**DATA FOR THE TASK**.
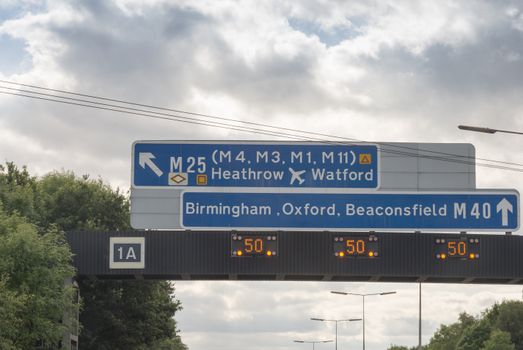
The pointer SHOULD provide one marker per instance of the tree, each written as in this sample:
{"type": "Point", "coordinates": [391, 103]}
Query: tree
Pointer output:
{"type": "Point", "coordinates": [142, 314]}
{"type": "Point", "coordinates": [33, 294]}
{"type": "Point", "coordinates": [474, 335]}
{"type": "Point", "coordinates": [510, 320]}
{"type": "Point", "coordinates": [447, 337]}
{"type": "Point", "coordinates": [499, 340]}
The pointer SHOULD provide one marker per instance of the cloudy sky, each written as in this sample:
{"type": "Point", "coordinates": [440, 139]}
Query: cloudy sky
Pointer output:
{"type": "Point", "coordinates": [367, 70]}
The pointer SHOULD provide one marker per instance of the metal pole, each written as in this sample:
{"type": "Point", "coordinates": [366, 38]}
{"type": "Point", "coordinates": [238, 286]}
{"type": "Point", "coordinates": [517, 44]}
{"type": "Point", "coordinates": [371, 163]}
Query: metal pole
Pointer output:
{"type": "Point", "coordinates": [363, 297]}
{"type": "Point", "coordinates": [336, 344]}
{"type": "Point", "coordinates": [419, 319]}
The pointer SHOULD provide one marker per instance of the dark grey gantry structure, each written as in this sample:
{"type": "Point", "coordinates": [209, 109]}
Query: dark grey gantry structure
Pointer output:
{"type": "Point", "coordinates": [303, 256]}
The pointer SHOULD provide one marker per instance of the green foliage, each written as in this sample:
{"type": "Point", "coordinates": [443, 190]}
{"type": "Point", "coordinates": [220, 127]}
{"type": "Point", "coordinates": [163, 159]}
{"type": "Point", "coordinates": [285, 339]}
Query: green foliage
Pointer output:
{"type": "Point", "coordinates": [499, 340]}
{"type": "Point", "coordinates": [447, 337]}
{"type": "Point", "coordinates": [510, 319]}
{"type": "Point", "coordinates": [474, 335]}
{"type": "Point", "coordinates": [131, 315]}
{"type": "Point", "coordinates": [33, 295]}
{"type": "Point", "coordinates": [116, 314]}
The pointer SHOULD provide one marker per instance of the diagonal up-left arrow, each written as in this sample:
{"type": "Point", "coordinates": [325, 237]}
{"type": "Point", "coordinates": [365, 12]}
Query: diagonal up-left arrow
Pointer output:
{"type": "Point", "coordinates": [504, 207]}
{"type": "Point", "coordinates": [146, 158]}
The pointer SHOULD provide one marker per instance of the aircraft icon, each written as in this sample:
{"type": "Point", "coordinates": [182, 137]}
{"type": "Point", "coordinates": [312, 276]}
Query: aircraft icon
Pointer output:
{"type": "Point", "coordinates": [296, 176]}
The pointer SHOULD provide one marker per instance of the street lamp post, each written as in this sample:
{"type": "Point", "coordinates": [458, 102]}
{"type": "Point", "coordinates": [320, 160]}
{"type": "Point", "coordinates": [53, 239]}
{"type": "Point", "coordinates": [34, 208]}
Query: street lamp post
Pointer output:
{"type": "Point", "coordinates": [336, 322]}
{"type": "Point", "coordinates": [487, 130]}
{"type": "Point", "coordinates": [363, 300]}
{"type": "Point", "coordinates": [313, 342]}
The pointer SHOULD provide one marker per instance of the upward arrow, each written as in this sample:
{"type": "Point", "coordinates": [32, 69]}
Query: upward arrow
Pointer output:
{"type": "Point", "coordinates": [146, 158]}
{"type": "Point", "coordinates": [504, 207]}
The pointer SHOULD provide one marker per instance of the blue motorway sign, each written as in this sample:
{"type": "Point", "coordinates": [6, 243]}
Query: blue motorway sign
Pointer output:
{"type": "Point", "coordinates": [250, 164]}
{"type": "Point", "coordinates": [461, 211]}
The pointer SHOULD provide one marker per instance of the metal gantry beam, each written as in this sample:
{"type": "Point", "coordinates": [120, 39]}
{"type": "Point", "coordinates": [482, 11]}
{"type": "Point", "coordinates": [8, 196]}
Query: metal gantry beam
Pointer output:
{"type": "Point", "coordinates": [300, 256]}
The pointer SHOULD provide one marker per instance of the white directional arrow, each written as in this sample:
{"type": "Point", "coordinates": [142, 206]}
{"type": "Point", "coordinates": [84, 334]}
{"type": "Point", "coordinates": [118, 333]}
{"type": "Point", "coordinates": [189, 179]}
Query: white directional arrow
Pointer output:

**WRITTEN REQUEST**. Repeat every line of the records above without changing anything, but leave out the pictures.

**OUTPUT**.
The pointer SHOULD provide one marker per instance of the tree, each written as in this sample:
{"type": "Point", "coordinates": [391, 103]}
Query: tree
Pointer output:
{"type": "Point", "coordinates": [142, 314]}
{"type": "Point", "coordinates": [33, 294]}
{"type": "Point", "coordinates": [474, 335]}
{"type": "Point", "coordinates": [510, 320]}
{"type": "Point", "coordinates": [447, 337]}
{"type": "Point", "coordinates": [499, 340]}
The pointer SHOULD provide one marker per instance of the cloudy sky, each written as in this sample:
{"type": "Point", "coordinates": [440, 139]}
Query: cloudy sky
Pointer output:
{"type": "Point", "coordinates": [367, 70]}
The pointer SHOULD provide one marker per instance of the metal pole, each written as in this sample:
{"type": "Point", "coordinates": [366, 38]}
{"type": "Point", "coordinates": [238, 286]}
{"type": "Point", "coordinates": [517, 44]}
{"type": "Point", "coordinates": [371, 163]}
Query: metal pole
Pointer output:
{"type": "Point", "coordinates": [363, 297]}
{"type": "Point", "coordinates": [336, 344]}
{"type": "Point", "coordinates": [419, 319]}
The pointer SHOULD provide one marker per instance of the dark grey gantry structure, each written as in this sample:
{"type": "Point", "coordinates": [209, 109]}
Query: dark grey gantry structure
Pointer output:
{"type": "Point", "coordinates": [303, 256]}
The pointer SHOULD provide one marker per instance of the green foliage, each written as in this sample:
{"type": "Point", "coordinates": [443, 190]}
{"type": "Point", "coordinates": [220, 127]}
{"type": "Point", "coordinates": [163, 159]}
{"type": "Point", "coordinates": [285, 339]}
Query: green foliage
Pointer output:
{"type": "Point", "coordinates": [499, 340]}
{"type": "Point", "coordinates": [447, 337]}
{"type": "Point", "coordinates": [510, 319]}
{"type": "Point", "coordinates": [474, 335]}
{"type": "Point", "coordinates": [131, 315]}
{"type": "Point", "coordinates": [33, 295]}
{"type": "Point", "coordinates": [116, 314]}
The pointer SHOULD provide one marker per instance of the diagonal up-left arrow, each written as in this sample:
{"type": "Point", "coordinates": [325, 237]}
{"type": "Point", "coordinates": [365, 12]}
Query: diagonal up-left arrow
Pointer output:
{"type": "Point", "coordinates": [504, 207]}
{"type": "Point", "coordinates": [146, 158]}
The pointer SHOULD provide one marker per instance of the aircraft icon, each written as in this sample:
{"type": "Point", "coordinates": [182, 137]}
{"type": "Point", "coordinates": [312, 276]}
Query: aircraft icon
Pointer output:
{"type": "Point", "coordinates": [296, 176]}
The pointer SHOULD provide one marker per instance of the street lamp post, each written as in this sample:
{"type": "Point", "coordinates": [458, 102]}
{"type": "Point", "coordinates": [320, 160]}
{"type": "Point", "coordinates": [53, 239]}
{"type": "Point", "coordinates": [34, 208]}
Query: street lamp post
Pointer output:
{"type": "Point", "coordinates": [336, 322]}
{"type": "Point", "coordinates": [487, 130]}
{"type": "Point", "coordinates": [363, 300]}
{"type": "Point", "coordinates": [313, 342]}
The pointer SHOULD provide one marker per instance of the upward arrow, each written as in this sample:
{"type": "Point", "coordinates": [32, 69]}
Query: upward arrow
Pointer output:
{"type": "Point", "coordinates": [146, 158]}
{"type": "Point", "coordinates": [504, 207]}
The pointer SHOULD provide one marker per instance of the blue motorway sign, each written as in this sample:
{"type": "Point", "coordinates": [6, 243]}
Query: blue motorway sign
Pointer output:
{"type": "Point", "coordinates": [250, 164]}
{"type": "Point", "coordinates": [461, 211]}
The pointer SHOULD provide one marker per instance of the metal gantry beam, each written as in this sample:
{"type": "Point", "coordinates": [120, 39]}
{"type": "Point", "coordinates": [482, 11]}
{"type": "Point", "coordinates": [8, 196]}
Query: metal gantry beam
Pointer output:
{"type": "Point", "coordinates": [300, 256]}
The pointer SHOULD provide one marker per instance of the white directional arrow, each written as in this sample:
{"type": "Point", "coordinates": [142, 206]}
{"type": "Point", "coordinates": [84, 334]}
{"type": "Point", "coordinates": [118, 333]}
{"type": "Point", "coordinates": [189, 179]}
Query: white directional arrow
Pointer output:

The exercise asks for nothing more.